### Data rows

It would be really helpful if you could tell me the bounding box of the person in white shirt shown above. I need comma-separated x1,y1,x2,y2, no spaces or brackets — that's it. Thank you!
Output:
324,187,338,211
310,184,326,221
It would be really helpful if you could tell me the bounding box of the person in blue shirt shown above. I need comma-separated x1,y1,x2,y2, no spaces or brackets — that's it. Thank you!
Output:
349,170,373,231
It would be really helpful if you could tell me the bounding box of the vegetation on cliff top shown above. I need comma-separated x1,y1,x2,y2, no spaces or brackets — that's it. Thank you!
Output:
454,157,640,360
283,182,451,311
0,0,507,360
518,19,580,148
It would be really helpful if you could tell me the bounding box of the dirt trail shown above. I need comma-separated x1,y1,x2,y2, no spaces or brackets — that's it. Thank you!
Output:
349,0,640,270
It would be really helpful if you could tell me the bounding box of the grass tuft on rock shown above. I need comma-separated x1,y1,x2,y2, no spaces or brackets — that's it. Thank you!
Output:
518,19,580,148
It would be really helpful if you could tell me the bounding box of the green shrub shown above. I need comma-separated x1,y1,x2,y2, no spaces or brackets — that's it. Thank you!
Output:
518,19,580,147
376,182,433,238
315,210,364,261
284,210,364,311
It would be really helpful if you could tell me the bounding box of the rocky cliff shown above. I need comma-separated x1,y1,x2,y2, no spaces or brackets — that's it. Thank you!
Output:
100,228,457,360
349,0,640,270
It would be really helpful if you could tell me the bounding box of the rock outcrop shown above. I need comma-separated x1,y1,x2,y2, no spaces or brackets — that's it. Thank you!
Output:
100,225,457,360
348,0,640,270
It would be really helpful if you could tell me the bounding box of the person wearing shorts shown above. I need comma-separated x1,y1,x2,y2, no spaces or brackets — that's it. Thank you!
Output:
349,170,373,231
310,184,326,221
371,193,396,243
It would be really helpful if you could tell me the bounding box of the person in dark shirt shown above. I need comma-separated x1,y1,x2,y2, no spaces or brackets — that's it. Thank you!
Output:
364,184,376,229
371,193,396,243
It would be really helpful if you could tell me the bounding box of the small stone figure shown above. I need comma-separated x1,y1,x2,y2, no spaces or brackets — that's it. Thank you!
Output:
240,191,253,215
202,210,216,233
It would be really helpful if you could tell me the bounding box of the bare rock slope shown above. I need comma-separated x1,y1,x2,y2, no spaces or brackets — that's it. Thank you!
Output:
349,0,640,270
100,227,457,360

######

Set exercise
Rewrite the rows from the line with "of the small" through the end of the rows, requests included, adding -125 to every coordinate in the answers.

Complete response
It would be really helpful if you could tell me the bounding box of the small stone figure shown above. I need comma-separated x1,y1,x2,y2, no spaces or brackets — that's it. Thank you!
Output:
115,66,128,90
77,85,91,108
It would be really helpful if you could tell me the bounding box of the bare rock slope shown above. I need comma-separated x1,y1,x2,y2, no spaces or brackets — that's it. Thank you!
Output:
224,-125,515,145
-25,102,332,235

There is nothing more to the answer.